[Image object location entries]

▼▼▼

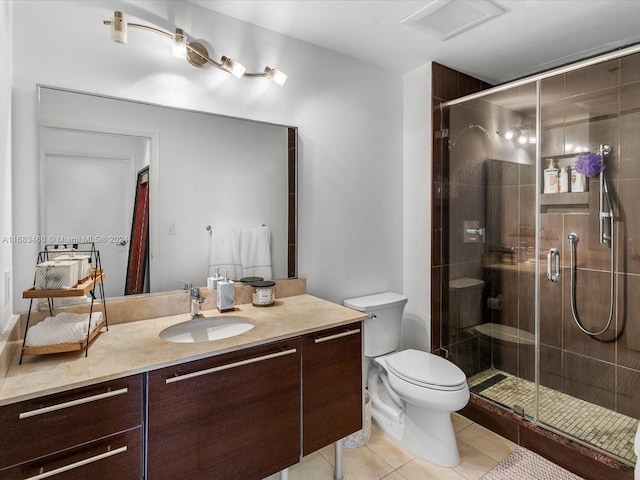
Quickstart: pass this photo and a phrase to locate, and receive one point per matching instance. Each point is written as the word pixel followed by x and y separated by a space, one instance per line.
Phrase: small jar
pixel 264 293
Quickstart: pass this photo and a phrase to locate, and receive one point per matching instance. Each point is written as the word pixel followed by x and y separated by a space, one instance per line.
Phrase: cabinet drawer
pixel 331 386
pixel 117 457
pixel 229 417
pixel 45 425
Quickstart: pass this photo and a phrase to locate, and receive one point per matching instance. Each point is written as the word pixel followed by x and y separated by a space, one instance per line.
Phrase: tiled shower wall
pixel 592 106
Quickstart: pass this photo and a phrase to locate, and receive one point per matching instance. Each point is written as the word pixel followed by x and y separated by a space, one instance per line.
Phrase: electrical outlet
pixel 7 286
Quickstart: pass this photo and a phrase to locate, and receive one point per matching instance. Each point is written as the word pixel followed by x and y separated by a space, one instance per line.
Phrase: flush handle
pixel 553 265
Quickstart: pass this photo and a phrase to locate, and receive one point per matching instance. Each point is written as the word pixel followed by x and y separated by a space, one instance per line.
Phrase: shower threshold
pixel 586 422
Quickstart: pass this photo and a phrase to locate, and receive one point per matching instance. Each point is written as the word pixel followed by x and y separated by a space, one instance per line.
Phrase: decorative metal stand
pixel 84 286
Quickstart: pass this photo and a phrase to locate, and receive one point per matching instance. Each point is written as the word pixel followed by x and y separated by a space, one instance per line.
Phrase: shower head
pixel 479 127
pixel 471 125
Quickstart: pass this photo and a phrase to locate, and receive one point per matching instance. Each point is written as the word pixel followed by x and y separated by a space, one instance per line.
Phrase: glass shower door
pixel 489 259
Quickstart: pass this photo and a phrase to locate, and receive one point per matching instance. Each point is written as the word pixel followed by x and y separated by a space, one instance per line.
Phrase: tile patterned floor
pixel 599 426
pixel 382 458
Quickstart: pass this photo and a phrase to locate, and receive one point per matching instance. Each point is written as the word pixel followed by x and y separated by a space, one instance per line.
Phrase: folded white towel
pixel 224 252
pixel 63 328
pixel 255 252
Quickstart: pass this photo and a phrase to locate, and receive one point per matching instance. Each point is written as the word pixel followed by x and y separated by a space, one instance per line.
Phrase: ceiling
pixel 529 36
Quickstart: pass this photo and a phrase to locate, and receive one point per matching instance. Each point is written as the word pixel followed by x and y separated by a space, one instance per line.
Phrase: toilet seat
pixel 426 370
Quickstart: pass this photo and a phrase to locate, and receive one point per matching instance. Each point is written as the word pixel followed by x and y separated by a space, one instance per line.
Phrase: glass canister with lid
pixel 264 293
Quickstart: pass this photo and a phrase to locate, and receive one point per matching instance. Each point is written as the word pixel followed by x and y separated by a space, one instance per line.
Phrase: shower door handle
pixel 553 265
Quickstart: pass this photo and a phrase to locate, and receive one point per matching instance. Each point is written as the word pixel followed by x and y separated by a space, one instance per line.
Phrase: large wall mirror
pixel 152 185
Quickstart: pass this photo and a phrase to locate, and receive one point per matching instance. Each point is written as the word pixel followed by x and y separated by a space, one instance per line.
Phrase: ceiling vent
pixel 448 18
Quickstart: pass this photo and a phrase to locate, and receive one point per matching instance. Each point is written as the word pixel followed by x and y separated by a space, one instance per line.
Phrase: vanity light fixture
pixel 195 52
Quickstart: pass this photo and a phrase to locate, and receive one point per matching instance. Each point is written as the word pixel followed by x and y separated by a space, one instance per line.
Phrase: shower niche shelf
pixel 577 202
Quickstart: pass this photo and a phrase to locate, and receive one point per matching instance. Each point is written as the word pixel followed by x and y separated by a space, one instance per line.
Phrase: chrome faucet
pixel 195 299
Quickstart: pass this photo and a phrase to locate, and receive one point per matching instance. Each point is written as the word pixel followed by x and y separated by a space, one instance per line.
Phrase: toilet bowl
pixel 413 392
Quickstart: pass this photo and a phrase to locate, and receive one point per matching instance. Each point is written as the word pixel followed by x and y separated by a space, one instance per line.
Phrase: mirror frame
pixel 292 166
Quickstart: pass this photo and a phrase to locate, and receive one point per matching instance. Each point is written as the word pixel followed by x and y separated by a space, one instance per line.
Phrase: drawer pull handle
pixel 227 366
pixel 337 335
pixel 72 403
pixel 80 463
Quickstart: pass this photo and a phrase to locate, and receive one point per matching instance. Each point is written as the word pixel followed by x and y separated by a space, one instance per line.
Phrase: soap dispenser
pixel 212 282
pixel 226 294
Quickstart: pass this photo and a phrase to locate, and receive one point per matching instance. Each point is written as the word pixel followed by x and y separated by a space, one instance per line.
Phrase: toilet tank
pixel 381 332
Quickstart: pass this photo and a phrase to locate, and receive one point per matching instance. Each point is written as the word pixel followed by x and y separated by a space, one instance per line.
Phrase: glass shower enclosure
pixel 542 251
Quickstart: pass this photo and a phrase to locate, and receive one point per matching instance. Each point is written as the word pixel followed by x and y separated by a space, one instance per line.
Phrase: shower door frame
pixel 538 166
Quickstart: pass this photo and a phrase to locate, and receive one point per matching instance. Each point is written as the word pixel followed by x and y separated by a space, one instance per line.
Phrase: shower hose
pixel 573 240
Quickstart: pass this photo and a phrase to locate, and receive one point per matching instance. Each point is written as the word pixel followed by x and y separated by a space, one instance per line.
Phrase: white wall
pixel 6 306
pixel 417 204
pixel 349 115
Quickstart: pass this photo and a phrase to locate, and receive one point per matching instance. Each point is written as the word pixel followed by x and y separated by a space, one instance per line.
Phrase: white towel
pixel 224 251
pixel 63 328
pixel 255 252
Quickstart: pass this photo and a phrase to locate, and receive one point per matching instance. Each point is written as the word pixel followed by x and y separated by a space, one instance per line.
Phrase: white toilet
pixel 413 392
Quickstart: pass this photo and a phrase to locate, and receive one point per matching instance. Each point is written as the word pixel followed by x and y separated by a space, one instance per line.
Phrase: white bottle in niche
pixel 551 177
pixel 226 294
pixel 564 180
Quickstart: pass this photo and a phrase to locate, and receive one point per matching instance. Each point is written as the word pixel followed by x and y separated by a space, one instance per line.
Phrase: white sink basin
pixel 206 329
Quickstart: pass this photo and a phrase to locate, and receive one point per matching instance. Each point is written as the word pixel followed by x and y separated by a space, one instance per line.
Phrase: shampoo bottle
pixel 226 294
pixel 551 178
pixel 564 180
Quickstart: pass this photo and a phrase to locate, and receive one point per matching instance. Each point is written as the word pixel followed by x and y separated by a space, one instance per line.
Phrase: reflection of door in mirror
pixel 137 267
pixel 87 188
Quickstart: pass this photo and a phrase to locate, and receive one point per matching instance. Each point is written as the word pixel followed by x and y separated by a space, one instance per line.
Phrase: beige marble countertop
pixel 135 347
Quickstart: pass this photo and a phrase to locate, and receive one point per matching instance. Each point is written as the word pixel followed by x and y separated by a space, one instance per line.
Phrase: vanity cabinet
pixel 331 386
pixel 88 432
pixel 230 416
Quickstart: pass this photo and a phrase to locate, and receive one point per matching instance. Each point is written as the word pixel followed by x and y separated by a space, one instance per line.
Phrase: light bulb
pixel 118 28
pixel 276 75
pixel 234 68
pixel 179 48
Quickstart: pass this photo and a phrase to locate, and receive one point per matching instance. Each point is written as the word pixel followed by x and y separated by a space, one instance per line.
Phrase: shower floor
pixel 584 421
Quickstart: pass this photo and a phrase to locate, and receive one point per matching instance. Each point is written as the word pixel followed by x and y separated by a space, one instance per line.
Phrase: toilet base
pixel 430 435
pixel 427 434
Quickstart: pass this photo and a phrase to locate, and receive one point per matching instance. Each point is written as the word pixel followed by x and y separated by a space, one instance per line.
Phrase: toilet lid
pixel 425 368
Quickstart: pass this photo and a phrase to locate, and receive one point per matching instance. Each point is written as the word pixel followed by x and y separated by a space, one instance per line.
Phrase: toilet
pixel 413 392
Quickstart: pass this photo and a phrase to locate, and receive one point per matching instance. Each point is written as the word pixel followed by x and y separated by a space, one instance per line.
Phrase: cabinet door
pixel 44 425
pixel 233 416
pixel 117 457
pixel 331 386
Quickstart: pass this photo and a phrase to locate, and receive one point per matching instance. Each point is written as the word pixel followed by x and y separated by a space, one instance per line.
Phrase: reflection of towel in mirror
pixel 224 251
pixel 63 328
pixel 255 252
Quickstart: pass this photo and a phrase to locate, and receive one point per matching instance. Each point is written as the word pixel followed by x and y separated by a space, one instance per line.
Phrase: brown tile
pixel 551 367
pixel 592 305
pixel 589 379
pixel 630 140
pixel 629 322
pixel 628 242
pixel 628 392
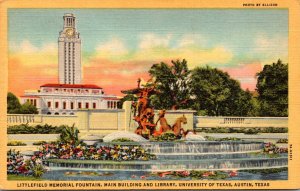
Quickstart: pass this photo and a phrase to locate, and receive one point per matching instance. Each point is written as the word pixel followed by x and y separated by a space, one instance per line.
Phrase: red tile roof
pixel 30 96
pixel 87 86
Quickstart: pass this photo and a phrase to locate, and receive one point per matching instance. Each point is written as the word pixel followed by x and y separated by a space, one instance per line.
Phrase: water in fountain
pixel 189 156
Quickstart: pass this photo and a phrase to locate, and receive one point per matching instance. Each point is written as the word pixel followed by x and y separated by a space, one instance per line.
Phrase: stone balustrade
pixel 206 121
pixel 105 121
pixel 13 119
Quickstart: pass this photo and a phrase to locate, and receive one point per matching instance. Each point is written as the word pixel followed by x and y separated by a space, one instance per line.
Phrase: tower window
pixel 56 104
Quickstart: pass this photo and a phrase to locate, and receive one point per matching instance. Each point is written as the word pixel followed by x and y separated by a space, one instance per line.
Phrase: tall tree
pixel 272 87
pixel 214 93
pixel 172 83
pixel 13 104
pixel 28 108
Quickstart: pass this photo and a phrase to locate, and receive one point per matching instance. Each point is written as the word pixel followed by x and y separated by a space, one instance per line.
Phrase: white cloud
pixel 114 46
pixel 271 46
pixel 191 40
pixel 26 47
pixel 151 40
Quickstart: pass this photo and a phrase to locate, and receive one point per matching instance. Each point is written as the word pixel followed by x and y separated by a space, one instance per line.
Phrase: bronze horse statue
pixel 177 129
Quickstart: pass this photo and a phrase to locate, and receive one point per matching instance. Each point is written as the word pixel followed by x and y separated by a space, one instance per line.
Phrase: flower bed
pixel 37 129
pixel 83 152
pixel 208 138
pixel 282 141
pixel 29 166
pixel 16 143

▲▲▲

Exercise instructions
Can you echo the data above word for word, from its start up to and including the line with "pixel 592 106", leaving the pictures out?

Worked answer
Quickstart: pass this photo and a phrase to locate, and receive one point per matching instance. Each point is written as the word pixel followed by x and y separated by a space, one instance per line.
Phrase: small jar
pixel 264 293
Quickstart: pass this photo and a phrase to locate, and receive one point per matching instance. Each point is written as the word pixel followed by x and y separated by a space, one instance per line.
Phrase: cabinet drawer
pixel 331 386
pixel 117 457
pixel 229 417
pixel 45 425
Quickstart: pass this photo and a phrase to locate, and receive one point per matching instance. Each point is written as the word pixel followed by x and y separated by a space, one instance per line.
Phrase: tiled shower wall
pixel 592 106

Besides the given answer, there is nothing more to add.